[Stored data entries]
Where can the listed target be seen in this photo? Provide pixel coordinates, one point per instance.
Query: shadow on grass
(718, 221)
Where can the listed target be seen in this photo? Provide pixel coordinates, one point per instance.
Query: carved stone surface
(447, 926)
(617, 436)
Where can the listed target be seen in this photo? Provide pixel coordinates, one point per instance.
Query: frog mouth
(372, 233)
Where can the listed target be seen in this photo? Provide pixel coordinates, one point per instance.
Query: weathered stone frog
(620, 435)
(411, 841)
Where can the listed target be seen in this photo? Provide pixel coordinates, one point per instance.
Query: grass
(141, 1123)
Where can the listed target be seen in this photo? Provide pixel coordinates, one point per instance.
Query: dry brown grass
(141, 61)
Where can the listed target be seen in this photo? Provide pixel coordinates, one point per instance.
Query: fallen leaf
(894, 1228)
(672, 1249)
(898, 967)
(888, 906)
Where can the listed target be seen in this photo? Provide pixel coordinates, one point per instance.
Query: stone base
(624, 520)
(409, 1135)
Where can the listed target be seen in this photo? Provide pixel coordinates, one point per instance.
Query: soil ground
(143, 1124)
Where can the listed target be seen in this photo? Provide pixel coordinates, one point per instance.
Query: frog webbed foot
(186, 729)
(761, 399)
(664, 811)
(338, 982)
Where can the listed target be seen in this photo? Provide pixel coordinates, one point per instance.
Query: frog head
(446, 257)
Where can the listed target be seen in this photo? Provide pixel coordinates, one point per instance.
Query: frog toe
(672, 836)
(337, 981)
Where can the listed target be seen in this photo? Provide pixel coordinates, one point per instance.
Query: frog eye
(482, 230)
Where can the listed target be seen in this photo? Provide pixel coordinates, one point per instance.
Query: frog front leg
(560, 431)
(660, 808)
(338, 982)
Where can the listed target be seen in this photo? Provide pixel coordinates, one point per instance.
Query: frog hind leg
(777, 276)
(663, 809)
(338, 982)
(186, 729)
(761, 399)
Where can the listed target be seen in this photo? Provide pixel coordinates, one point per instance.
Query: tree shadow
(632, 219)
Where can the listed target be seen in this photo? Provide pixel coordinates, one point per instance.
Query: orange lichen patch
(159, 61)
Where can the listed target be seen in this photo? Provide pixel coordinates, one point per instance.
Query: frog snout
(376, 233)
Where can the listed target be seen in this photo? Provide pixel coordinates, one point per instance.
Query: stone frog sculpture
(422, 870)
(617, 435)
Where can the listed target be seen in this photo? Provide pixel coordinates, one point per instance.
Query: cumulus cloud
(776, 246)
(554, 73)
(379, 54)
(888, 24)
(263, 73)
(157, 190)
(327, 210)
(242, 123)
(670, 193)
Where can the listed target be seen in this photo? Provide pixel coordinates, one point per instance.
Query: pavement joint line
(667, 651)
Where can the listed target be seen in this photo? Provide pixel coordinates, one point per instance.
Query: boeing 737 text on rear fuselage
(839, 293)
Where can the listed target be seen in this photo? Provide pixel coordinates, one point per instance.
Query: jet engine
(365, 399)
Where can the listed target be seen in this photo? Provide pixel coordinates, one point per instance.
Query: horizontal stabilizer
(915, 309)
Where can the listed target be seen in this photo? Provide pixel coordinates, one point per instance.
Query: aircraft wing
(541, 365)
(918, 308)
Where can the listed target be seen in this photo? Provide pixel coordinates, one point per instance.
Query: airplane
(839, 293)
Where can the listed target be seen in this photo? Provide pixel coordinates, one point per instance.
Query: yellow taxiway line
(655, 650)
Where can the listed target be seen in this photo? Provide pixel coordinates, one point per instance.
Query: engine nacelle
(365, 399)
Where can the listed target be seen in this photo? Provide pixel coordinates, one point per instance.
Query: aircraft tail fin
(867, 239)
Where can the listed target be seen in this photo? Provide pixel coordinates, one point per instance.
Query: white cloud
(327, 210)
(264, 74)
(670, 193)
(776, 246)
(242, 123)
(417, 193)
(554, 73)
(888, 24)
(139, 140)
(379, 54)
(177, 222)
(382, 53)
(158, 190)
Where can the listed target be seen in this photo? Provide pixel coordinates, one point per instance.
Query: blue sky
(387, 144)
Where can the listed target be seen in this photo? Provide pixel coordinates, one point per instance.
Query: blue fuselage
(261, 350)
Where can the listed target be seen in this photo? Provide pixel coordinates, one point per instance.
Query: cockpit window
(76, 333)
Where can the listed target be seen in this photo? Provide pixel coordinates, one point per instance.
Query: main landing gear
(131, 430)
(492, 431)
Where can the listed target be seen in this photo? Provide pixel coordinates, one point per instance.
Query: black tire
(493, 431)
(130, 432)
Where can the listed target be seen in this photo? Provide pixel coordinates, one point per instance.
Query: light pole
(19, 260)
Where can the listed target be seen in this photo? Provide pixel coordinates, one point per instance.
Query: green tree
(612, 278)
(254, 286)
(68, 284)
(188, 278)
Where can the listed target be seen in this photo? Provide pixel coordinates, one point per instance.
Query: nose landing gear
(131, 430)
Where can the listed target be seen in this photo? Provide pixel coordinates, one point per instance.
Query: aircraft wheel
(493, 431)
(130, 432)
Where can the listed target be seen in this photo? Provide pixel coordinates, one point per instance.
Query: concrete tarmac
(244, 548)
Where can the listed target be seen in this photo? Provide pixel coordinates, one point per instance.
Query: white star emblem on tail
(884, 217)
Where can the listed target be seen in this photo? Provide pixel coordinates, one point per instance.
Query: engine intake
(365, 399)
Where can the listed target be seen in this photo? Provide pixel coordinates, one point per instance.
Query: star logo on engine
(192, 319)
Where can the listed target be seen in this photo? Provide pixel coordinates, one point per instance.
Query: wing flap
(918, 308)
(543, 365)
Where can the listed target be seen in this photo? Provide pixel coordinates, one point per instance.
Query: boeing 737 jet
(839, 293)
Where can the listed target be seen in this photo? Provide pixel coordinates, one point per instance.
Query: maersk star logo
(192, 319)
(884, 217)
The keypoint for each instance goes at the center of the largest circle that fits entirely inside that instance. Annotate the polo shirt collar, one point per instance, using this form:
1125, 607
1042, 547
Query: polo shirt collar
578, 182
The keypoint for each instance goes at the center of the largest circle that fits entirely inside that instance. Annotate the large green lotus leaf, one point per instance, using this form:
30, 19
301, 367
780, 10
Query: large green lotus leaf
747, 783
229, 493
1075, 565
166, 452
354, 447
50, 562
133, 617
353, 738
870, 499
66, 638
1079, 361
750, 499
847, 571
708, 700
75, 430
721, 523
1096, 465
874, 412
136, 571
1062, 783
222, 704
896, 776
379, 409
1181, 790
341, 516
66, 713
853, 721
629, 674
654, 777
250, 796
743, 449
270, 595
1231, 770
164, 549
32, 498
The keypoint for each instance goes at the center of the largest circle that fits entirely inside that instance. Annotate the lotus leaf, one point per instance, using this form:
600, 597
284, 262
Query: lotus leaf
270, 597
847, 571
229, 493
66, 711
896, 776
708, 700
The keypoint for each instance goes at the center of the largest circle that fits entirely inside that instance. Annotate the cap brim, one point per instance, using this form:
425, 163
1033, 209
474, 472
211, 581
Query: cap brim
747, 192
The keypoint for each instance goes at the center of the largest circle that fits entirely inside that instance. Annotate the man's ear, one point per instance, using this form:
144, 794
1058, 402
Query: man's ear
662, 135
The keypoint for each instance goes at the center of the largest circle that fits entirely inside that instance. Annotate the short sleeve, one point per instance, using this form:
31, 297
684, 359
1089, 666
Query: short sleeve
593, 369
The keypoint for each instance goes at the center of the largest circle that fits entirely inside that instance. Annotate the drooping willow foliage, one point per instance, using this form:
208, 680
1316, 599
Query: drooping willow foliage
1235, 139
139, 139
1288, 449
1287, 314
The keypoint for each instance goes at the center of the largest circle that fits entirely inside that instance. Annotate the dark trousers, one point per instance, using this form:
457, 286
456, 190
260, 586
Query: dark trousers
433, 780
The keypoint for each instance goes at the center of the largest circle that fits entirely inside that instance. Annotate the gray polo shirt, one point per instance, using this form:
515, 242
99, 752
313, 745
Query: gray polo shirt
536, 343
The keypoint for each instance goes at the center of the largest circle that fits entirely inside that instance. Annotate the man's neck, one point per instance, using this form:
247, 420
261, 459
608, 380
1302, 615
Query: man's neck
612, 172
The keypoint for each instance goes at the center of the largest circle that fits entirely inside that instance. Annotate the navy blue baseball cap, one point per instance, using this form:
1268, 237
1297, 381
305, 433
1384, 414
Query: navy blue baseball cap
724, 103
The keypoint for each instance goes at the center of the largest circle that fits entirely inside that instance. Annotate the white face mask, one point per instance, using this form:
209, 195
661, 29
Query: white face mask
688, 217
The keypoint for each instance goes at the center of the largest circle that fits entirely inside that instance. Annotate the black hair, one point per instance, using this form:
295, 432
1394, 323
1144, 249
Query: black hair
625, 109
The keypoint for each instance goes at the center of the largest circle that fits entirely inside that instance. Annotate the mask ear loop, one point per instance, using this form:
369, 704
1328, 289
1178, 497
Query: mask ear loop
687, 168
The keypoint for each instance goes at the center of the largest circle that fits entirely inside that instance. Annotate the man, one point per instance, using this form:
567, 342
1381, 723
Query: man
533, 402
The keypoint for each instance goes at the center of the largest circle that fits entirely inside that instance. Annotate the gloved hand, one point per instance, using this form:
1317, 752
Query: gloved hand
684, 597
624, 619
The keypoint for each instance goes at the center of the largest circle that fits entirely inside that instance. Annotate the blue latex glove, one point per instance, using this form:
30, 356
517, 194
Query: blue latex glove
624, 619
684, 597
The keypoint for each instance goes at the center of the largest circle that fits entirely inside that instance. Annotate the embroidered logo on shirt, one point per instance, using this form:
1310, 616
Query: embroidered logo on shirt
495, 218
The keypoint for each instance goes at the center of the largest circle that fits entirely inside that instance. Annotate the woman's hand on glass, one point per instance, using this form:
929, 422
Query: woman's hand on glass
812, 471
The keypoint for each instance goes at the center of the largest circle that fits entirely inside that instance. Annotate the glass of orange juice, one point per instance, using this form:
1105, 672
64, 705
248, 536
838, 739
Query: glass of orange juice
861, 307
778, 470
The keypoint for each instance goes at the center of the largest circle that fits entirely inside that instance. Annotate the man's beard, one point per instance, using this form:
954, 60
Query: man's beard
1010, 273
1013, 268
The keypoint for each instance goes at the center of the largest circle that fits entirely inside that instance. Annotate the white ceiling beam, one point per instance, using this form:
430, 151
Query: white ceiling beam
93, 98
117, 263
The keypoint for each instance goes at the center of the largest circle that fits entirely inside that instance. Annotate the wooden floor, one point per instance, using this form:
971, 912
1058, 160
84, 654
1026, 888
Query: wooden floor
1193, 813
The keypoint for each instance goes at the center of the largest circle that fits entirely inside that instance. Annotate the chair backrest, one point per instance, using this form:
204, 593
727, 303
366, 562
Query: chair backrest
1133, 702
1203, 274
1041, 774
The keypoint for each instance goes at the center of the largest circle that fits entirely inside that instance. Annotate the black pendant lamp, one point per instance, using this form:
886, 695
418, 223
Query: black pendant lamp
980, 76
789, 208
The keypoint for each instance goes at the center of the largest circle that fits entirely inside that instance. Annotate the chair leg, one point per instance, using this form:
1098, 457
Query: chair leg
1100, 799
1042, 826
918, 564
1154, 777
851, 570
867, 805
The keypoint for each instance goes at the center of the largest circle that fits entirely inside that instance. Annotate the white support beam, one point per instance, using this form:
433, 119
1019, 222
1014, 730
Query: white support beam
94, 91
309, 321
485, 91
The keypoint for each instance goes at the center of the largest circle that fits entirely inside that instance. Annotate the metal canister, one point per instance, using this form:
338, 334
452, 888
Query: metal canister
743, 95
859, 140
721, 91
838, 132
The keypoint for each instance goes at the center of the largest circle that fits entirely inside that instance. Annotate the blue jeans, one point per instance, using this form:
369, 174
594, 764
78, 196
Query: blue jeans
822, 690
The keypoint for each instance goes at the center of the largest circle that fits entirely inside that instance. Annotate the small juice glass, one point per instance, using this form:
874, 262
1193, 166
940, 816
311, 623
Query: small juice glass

Description of the task ::
Count the lines in the records above that contain the word "small", and report only that number.

Written answer ::
2